Outline records
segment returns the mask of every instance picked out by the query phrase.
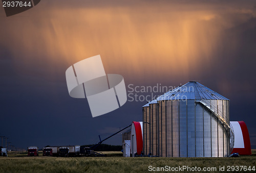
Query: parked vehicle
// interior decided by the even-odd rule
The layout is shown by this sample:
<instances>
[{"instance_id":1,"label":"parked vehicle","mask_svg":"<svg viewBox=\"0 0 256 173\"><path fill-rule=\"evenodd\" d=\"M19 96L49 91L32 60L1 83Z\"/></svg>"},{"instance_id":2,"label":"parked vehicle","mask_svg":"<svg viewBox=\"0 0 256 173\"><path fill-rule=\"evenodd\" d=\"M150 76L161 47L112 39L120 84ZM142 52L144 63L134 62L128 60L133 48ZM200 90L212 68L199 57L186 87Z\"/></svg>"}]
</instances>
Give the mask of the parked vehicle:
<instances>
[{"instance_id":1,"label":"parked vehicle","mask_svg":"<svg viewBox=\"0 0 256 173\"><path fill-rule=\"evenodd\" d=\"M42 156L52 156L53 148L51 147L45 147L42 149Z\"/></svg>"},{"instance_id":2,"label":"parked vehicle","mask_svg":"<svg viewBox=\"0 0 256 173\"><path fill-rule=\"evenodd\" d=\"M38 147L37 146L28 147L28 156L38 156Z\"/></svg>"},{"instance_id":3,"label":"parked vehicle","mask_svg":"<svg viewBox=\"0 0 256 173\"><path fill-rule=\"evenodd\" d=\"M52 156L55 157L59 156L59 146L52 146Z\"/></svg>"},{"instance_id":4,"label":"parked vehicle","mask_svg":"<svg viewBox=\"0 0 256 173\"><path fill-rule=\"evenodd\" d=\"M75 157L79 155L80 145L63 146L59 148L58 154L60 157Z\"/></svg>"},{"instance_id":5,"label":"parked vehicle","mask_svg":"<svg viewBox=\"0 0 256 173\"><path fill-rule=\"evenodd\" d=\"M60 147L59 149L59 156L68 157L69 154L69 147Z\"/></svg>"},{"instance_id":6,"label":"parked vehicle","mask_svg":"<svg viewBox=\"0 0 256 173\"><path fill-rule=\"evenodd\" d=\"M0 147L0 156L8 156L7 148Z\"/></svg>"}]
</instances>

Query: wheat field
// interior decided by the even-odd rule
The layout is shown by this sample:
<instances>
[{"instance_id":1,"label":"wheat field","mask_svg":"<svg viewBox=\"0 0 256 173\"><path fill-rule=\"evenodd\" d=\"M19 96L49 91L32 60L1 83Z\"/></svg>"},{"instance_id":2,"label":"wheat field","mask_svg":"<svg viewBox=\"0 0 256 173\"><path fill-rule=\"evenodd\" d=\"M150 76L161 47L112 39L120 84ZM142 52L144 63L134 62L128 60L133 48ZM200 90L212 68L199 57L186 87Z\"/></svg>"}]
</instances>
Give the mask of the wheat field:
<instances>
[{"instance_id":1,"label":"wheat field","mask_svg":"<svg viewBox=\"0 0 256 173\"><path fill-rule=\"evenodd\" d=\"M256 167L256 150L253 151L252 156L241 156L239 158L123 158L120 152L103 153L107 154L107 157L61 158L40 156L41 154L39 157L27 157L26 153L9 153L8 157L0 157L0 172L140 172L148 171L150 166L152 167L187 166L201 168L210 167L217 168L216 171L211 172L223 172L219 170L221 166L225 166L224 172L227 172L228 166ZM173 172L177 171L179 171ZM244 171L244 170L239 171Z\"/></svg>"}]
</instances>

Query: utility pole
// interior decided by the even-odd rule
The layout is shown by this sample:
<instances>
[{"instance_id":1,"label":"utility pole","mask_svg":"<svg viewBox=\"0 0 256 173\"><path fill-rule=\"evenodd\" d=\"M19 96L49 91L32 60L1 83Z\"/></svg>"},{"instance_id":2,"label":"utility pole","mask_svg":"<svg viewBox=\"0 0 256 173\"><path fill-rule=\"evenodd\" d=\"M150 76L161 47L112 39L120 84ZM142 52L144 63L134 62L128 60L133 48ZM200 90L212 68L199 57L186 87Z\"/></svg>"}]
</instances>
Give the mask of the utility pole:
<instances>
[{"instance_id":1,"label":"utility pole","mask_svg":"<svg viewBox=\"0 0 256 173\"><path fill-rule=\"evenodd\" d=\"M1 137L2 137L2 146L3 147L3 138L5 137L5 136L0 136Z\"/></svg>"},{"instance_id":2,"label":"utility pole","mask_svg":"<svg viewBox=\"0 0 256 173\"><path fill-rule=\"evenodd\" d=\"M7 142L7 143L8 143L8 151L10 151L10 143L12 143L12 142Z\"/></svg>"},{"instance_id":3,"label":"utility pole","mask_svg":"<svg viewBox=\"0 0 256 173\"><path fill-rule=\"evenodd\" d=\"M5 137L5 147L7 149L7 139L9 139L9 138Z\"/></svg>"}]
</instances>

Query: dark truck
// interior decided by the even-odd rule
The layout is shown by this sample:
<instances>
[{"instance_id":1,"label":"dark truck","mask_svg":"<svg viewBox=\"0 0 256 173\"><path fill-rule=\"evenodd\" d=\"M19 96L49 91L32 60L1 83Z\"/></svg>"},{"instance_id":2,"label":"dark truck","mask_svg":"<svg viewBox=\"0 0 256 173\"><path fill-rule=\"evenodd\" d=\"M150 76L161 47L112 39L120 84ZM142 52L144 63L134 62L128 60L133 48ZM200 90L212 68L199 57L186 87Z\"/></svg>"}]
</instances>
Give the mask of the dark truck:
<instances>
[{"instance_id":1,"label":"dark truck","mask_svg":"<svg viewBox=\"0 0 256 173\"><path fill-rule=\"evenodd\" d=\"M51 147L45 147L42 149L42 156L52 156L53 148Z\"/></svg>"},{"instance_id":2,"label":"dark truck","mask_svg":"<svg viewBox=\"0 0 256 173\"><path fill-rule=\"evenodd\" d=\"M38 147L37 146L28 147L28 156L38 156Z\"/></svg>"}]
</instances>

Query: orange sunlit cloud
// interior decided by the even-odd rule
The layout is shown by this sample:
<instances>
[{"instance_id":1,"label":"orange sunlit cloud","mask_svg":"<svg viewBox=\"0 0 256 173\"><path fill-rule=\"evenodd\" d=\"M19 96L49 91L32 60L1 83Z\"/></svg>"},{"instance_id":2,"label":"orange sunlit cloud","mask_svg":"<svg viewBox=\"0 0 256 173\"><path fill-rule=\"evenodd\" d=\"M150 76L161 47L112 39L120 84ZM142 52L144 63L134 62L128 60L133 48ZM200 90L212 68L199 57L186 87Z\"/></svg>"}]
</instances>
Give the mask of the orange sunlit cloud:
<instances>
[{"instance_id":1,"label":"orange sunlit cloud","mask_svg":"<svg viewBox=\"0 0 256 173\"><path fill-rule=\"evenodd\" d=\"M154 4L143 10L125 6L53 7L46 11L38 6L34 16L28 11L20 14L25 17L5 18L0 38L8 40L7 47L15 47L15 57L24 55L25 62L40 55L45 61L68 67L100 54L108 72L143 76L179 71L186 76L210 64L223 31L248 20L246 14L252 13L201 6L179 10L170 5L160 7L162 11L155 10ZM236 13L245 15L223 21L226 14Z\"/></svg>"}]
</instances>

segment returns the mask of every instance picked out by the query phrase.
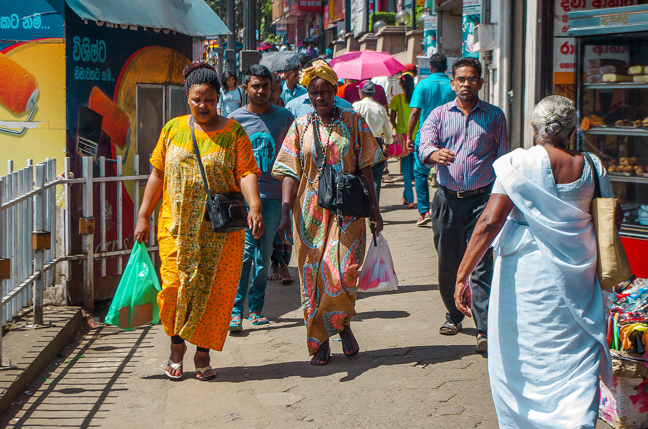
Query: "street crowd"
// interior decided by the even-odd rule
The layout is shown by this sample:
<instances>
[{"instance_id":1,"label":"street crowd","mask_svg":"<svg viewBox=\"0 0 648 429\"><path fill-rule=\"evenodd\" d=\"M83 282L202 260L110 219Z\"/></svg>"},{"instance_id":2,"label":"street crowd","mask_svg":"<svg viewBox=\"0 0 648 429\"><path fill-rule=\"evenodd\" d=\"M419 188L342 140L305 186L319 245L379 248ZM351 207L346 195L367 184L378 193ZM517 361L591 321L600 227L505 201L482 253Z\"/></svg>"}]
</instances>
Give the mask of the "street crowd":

Work to complete:
Count the lines of the records above that contain the string "crowd", and reply with the number alone.

Worked answer:
3